* [EXERCICE 1]:
Indiquez quelle focale le texte sur la photographie du groupe M81 recommande pour consacrer une photographie distincte à chacune des galaxies.
* [EXERCICE 2]:
Poursuivez le texte sur la photographie du groupe M81 à partir de sa dernière phrase.

Le plus classique est de photographier dans le même champ ses deux composantes principales que sont M81 et M82, comme sur la version de 2017 présentée ici. Une focale intermédiaire associée à un capteur de dimensions classiques (type APS-C) est parfaitement adapté. Cette version est souvent privilégiée car elle permet d’obtenir un portrait d’ensemble de ce couple galactique, sans trop sacrifier à la résolution, de beaux détails pouvant déjà être saisis dans les bras spiraux de M81 et le centre de M82.
Il est également possible de saisir sur la même image l’ensemble des galaxies du groupe M81, en recourant à une focale plus réduite et/ou un capteur de plus grandes dimensions. L’intégration de NGC 3077 peut être réalisée en cadrant cette dernière dans la diagonale du capteur, de manière bien mieux optimisée que ce qui est montré ici sur la version de 2015. Une telle image ne permettra pas d’obtenir des détails très intéressants dans les galaxies prises indépendamment, mais si le temps de pose est suffisamment conséquent elle permettra de mettre en valeur de manière très spectaculaire l’IFN présent dans cette zone du ciel. Comme cela est visible sur l’animation ci-dessus, l’IFN est présente dans tout le champ, et particulièrement dense dans la zone comprise (en apparence) entre M81 et NGC 3077. Avoir en tête la répartition de l’IFN est important pour cadrer au mieux lors de la prise de vue.
Enfin, il est bien sûr possible de consacrer une photographie distincte à chacune de ces galaxies, au moyen d’une focale plus importante, supérieure à 1000mm.

* [RELEVÉ DES DONNÉES]:
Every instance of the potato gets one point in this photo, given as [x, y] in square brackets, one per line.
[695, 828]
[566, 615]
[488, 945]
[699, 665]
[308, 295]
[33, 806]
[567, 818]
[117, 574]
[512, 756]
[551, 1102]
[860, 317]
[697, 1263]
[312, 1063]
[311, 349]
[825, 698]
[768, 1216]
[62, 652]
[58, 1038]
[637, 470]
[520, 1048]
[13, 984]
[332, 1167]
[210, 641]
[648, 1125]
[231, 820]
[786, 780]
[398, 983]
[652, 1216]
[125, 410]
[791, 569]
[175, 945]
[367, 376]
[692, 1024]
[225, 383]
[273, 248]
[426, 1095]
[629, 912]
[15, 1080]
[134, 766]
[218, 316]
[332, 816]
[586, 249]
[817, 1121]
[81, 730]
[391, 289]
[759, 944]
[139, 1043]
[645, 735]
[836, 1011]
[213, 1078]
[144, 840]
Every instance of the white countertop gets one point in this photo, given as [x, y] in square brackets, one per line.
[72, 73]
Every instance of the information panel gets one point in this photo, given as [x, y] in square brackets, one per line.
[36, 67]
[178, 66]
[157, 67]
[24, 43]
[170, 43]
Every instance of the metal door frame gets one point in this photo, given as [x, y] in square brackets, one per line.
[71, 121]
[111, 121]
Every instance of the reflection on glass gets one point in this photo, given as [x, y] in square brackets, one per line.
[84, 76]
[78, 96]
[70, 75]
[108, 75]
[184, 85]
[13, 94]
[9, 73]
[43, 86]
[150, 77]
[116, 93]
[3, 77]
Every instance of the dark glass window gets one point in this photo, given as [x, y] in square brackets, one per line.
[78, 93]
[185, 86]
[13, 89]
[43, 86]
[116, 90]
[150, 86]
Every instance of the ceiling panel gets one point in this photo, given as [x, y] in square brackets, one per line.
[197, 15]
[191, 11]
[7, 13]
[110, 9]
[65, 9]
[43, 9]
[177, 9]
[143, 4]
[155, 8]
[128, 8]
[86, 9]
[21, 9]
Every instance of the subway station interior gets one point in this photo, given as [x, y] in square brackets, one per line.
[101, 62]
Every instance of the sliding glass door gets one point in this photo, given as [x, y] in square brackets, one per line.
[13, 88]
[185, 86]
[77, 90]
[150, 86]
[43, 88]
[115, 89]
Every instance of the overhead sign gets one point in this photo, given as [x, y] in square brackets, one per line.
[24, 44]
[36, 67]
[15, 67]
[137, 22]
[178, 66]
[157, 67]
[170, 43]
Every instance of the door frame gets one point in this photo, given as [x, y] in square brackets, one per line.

* [RÉPONSE 1]:
Une focale plus importante, supérieure à 1000 mm.

* [RÉPONSE 2]:
Sur M81, la photographie pose longue classique est de mise ; alors que sur M82, compte-tenu de la très forte luminosité de sa région centrale, il est possible de recourir efficacement à la technique du « Lucky Imaging ». Cette technique, inspirée de l’imagerie planétaire, consiste à réaliser un nombre extrêmement important de pose très courtes afin de ne conserver que les « quelques » centaines ou milliers de meilleures brutes lors de l’empilement. Compte-tenu de la courte durée des poses (1s voire moins), cette technique suppose de disposer d’un télescope d’un diamètre conséquent (250mm et plus) et d’une caméra refroidie disposant d’un bruit de lecture très faible. Les dernières générations de caméras CMOS font en ce sens des merveilles. En profitant d’un ciel calme, cette technique permet de « figer » la turbulence et ainsi d’espérer obtenir un gain en résolution par rapport à une image « classique » en poses longues, au détriment cependant d’une détectivité comparable dans le fond de ciel. Autrement dit, inutile d’espérer avec cette technique faire ressortir l’IFN dans le fond de ciel, mais de beaux détails peuvent être obtenus dans le noyau et les jets de matière de M82.
Dans tous les cas, il est recommandé de privilégier pour la prise de vue des nuits bénéficiant d’un ciel bien transparent (pour l’IFN) et avec une turbulence limitée (pour les détails dans les galaxies)… et si possible de limiter les acquisitions aux nuits aux alentours de la nouvelle Lune (avant le Premier Quartier maximum). En effet, la présence d’une Lune trop lumineuse dégrade très fortement le résultat final avec une perte de l’IFN, des extensions les plus faibles de M81, une montée du bruit dans le fond de ciel et une difficulté supplémentaire pour la calibration des couleurs (en particulier avec un APN).
Sur les images rapprochées de M81 et M82, il est plus que recommandé, avec une caméra CCD, de réaliser une couche Ha. Associée à la couche Rouge, le Ha permettra de mettre en valeur les très nombreuses nébuleuses au sein des bras spiraux de M81, ainsi que les jets de M82. L’image ci-dessous est la couche Ha réalisée avec la CCD pour l’image de 2017, seulement 1h de pose en bin1 :
On voit qu’avec seulement 1h de pose, la mise en avant des zones Ha est déjà très améliorée. Il est possible de multiplier ce temps de pose à loisir, afin d’augmenter le rapport signal sur bruit de la couche Ha et améliorer son intégration avec la couche R sans ajout de bruit.
Sur les images grand champ, intégrant également NGC 3077, l’intérêt de consacrer plusieurs heures à réaliser une telle couche est plus discutable.
La mise en avant de l’IFN dans le fond de ciel de manière propre constitue déjà un défi de taille. Réaliser une image montrant les différentes densités d’IFN sur cette zone (notamment entre M81 et NGC 3077) est un vrai challenge en soi, qui nécessite de nombreuses heures de pose et un ciel de qualité.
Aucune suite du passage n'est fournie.